■ **Opis zadania**
Proszę przytoczyć wiernie wszystkie poniższe dane, pomijając w odpowiedzi obrazy.
────
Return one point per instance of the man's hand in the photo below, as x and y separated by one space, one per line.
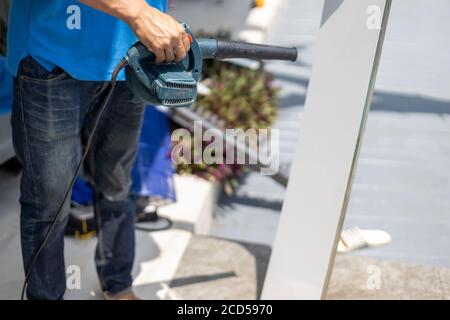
159 32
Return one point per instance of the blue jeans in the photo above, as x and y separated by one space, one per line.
52 116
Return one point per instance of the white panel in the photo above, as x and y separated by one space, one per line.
346 59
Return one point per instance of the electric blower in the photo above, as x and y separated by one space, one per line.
167 84
175 84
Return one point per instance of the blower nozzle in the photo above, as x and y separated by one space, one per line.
175 84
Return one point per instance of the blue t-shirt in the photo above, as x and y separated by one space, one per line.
85 42
5 89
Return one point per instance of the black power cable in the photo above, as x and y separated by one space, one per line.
103 107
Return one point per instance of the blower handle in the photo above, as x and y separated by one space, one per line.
222 49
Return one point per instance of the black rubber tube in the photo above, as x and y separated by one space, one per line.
234 49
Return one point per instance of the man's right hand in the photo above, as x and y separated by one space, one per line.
159 32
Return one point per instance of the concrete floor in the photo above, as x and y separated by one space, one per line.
207 272
403 177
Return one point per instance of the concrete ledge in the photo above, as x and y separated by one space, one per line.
195 205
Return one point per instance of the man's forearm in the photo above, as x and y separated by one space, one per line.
159 32
126 10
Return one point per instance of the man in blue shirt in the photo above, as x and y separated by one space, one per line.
62 54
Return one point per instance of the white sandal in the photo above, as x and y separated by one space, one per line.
355 238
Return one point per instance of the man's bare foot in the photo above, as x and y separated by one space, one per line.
129 295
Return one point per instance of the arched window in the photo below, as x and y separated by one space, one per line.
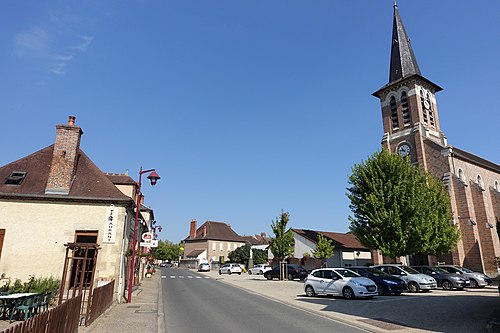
394 113
480 182
405 108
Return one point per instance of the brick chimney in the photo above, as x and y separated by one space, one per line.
64 158
192 229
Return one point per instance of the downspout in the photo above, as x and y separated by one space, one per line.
122 255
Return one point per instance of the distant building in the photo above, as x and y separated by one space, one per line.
211 242
412 128
348 250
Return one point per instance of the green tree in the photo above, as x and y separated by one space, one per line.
281 245
240 255
400 209
167 250
259 256
323 249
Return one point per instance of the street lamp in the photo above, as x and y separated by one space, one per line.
153 177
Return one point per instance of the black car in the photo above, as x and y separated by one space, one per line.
294 272
445 279
386 284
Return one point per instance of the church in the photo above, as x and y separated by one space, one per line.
411 128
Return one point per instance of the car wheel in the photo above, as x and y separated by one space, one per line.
348 293
447 285
413 287
310 291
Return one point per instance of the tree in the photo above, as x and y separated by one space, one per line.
────
■ **Odpowiedź pisemna**
Return one point per instance of the man's hand in the photo below, as x and y separated by one space, one per line.
159 32
Return one point per instance of the blue jeans in the photo above, as x and y separated by one space, one per line.
52 116
Return one point per instance of the white panel in the photo above, as x and y separated by one space, one per line.
346 59
Return one point per instance of the electric blower in the photo above, as x and y separated by one space, one per line.
167 84
175 84
Return one point per instance of the blower nozzle in the photo above, as x and y separated by one space, one per line.
175 84
Return one point per instance of the blue t-shirt in the photo above, as x and y separated by one space, one per line.
85 42
5 89
Return one point per instance of the black power cable in the photo above, as x and y separated by one space, one per line.
103 107
Return one point per instance of the blower handle in the photo above, as x and y separated by one space, one per line.
222 49
Return one point per instance of the black rubber tube in the photo above, as x and y separated by one space, one per line.
234 49
Return one point per instance of the man's right hand in the photo above, as x and y separated by one space, one per line.
159 32
Return one point per instance of the concrete floor in the photo above, as x and y separated by one space, one per line.
207 272
403 177
Return one point per instance of the concrete ledge in the photo above, as x and y separated by one space, one per line.
195 205
Return one point per instance of the man's forearm in the photo above, as x and y separated by one space, one per line.
159 32
126 10
Return one point per instance of the man in blue shirt in the photo above, as x and y separated by one space, one per line.
62 54
Return one point per instance of the white sandal in the photo above, as x and y separated by one space, one per line.
355 238
Return one point per instance of the man's bare foot in the photo above, as x and y separated by one space, one per line.
129 295
Return one point per instance of the arched window in the photo below, as x and y separated by one space, one per line.
394 113
480 182
405 108
Return one point per instance of the brick chimney in the photo above, as x and y separated by one space, one per line.
64 158
192 229
Return one point per instance of the downspout in the photo above, as x and y separated by one space, one per line.
122 255
Return one point per instance of the distant building in the photo above, as x and y separated by one space, one per line.
211 242
412 128
348 250
Return one point per instance of the green tree in the photo above, as x and y separated by one space, one per line.
281 245
240 255
400 209
167 250
259 256
323 249
Return one point per instance of the street lamp in the photo above, as x and y separated by one space, one per line.
153 177
Return one point per instance of the black car in the photo above, as x and y separated by one space, one per line.
294 272
445 279
386 284
Return one point per instance of the church in the photo above, as x and y separated by one space, one per line.
411 128
Return one point per instance of the car wheel in the photo above, as x and y separated by one space, one per line.
348 293
447 285
413 287
310 291
Return one point per instance of the tree in the photo above, as x and y separated by one space, one per line.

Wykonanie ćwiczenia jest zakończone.